▶ TASK DETAILS: Every record below must be copied exactly, with images dropped.

▶ GIVEN RECORDS:
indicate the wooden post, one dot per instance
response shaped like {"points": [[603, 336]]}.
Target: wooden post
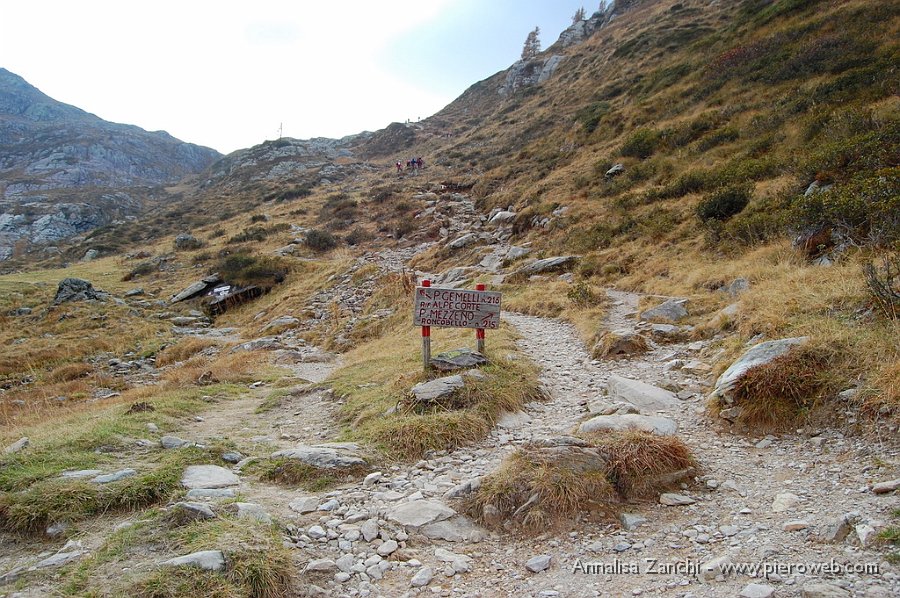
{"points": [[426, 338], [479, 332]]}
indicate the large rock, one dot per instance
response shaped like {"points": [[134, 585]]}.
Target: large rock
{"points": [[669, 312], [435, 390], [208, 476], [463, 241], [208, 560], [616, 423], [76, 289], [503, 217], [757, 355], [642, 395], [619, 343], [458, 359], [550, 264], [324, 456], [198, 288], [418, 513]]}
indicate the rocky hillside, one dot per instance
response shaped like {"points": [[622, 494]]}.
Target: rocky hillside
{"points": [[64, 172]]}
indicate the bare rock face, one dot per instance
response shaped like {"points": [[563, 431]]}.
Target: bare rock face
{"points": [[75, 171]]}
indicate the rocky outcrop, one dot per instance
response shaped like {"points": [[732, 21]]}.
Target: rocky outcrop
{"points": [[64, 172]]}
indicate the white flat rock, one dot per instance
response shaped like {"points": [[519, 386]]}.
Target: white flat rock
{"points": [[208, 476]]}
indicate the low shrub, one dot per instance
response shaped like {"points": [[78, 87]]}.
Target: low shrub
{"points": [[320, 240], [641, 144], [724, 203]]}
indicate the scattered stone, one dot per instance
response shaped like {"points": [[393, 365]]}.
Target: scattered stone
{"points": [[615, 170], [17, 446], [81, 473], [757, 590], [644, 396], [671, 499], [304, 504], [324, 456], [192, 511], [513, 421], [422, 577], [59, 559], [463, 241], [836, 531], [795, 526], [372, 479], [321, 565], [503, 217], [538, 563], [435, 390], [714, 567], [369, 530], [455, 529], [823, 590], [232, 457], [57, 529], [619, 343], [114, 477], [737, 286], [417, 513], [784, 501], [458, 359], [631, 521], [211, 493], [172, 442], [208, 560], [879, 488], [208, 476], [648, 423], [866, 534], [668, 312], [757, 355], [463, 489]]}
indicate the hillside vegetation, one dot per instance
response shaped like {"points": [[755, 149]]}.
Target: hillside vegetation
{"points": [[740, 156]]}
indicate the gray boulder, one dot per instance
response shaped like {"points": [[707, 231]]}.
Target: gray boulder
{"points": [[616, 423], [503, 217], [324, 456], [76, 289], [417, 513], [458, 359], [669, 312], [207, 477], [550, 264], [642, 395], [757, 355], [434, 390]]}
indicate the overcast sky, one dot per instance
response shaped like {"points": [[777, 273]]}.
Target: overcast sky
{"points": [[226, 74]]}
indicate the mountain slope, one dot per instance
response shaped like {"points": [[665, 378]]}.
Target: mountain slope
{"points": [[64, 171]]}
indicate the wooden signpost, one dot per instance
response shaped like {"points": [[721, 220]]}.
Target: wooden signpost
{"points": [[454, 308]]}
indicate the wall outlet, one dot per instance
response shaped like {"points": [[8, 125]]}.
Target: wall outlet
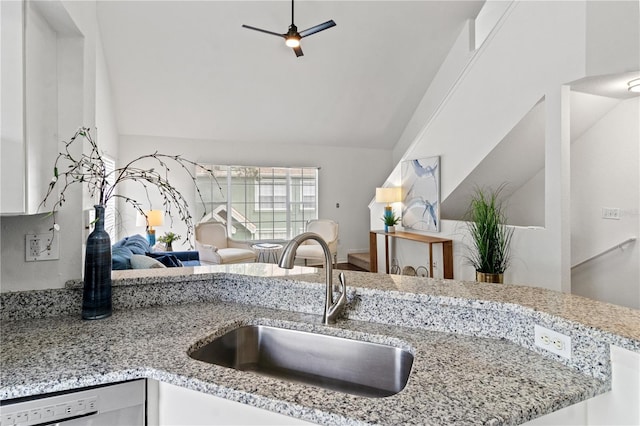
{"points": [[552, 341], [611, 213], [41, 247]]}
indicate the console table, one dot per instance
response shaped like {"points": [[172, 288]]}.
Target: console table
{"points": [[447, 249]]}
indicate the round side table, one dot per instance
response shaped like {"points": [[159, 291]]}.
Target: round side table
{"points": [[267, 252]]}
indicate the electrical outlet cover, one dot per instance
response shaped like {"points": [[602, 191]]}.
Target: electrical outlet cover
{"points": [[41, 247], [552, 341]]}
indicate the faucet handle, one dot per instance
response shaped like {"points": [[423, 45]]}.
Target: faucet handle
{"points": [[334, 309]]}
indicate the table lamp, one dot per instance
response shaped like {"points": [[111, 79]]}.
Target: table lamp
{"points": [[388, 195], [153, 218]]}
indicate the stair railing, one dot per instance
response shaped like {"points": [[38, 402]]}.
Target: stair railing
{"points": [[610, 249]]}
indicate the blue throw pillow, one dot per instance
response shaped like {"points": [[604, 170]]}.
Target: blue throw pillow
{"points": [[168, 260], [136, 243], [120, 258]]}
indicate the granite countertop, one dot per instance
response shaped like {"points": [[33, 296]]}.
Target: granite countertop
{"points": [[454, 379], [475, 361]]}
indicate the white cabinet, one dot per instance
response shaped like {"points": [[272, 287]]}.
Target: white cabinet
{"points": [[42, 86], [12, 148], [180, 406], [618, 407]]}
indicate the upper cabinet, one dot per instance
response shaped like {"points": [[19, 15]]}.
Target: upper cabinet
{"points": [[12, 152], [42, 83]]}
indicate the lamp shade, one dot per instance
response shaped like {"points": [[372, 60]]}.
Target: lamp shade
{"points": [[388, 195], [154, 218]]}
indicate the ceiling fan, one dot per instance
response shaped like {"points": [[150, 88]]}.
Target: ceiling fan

▶ EXERCISE ANSWER:
indicate the wooden post, one dot per instance
response shaped like {"points": [[603, 336]]}.
Target: wooden post
{"points": [[426, 338], [479, 332]]}
indicate the large rock, one dot per instance
response shaped like {"points": [[134, 585]]}.
Target: large rock
{"points": [[669, 312], [435, 390], [208, 476], [463, 241], [208, 560], [616, 423], [76, 289], [503, 217], [757, 355], [642, 395], [619, 343], [458, 359], [550, 264], [324, 456], [198, 288], [418, 513]]}
indicate the rocky hillside, one dot per instance
response shaped like {"points": [[622, 494]]}.
Target: rocky hillside
{"points": [[64, 172]]}
indicate the bare rock face, one dot per instance
response shaped like {"points": [[563, 431]]}.
Target: bare rock face
{"points": [[75, 171]]}
indicate the rocky outcrop, one dot per instance
response shaped like {"points": [[732, 21]]}.
Target: rocky outcrop
{"points": [[64, 172]]}
indicate the white flat rock, one dot per instance
response shaped like {"points": [[519, 386]]}.
Target: white flat rock
{"points": [[208, 476]]}
indicate the low shrub, one dot per instance
response shaped like {"points": [[78, 87]]}.
Target: low shrub
{"points": [[320, 240], [641, 144], [724, 203]]}
indicate the scattered stone, one dot per instance
response shaped like {"points": [[393, 365]]}.
Target: scattered stone
{"points": [[615, 170], [17, 446], [81, 473], [757, 590], [644, 396], [671, 499], [304, 504], [324, 456], [192, 511], [513, 421], [422, 577], [59, 559], [463, 241], [836, 531], [795, 526], [372, 479], [321, 565], [503, 217], [538, 563], [435, 390], [714, 567], [369, 530], [455, 529], [823, 590], [232, 457], [57, 529], [619, 343], [114, 477], [737, 286], [417, 513], [784, 501], [458, 359], [631, 521], [211, 493], [172, 442], [208, 560], [879, 488], [208, 476], [648, 423], [866, 534], [668, 312], [757, 355], [463, 489]]}
indicate the hillside vegetation, one dot per instance
response shaped like {"points": [[755, 149]]}.
Target: hillside vegetation
{"points": [[740, 156]]}
indicate the gray boulder, one dot per instance
response shaped like {"points": [[707, 231]]}.
Target: gray boulder
{"points": [[616, 423], [503, 217], [324, 456], [76, 289], [417, 513], [458, 359], [669, 312], [207, 477], [550, 264], [642, 395], [757, 355], [434, 390]]}
indicate the overcast sky, one dot per instance
response shaped like {"points": [[777, 273]]}.
Target: overcast sky
{"points": [[226, 74]]}
indicate the mountain slope, one dot per instance
response shaped like {"points": [[665, 378]]}.
Target: mountain slope
{"points": [[64, 171]]}
indicate the wooden signpost, one dot per instance
response shaped like {"points": [[721, 220]]}.
Target: wooden signpost
{"points": [[454, 308]]}
indicate the wall outlet, one dot per instance
response shaped like {"points": [[8, 125]]}.
Target: wall outlet
{"points": [[552, 341], [611, 213], [41, 247]]}
indicate the console table, one dot per instance
response shaped like {"points": [[172, 288]]}.
Target: console table
{"points": [[447, 249]]}
indicate the round side table, one dot per instance
response shaped like {"points": [[159, 291]]}.
Target: round side table
{"points": [[267, 252]]}
indicate the electrical outlet cover, one dot per instance
response shaped like {"points": [[602, 191]]}.
Target: electrical outlet cover
{"points": [[41, 247], [552, 341]]}
indicate the faucet handle, one dot per instance
response shaped like {"points": [[423, 45]]}.
Target: faucet handle
{"points": [[334, 309]]}
indicate the table lamp, one dot per instance
response shaped like {"points": [[111, 79]]}.
Target: table lamp
{"points": [[388, 195], [153, 218]]}
indicate the stair railing, one dot per instance
response shaped like {"points": [[38, 402]]}.
Target: stair railing
{"points": [[610, 249]]}
indicate the blue throw pillow, one dot per instance
response shaped like {"points": [[604, 170]]}.
Target: blue throw pillow
{"points": [[168, 260], [136, 243], [120, 258]]}
indicate the granite countertop, one dot per instance
response shaped like {"points": [[33, 296]]}.
Target: granite countertop
{"points": [[454, 379], [475, 361]]}
indicate the white cabinet, one dot per instance
response shaped like {"points": [[272, 287]]}.
Target: white cabinet
{"points": [[42, 86], [12, 148], [180, 406], [618, 407]]}
indicate the upper cabinet, one dot per instance
response shaped like {"points": [[19, 15]]}.
Target: upper cabinet
{"points": [[12, 152], [42, 83]]}
indicate the lamp shade, one dot per instance
response shaped like {"points": [[372, 60]]}.
Target: lamp shade
{"points": [[388, 195], [154, 218]]}
indicate the ceiling fan, one dot per instance
response shaped like {"points": [[150, 88]]}.
Target: ceiling fan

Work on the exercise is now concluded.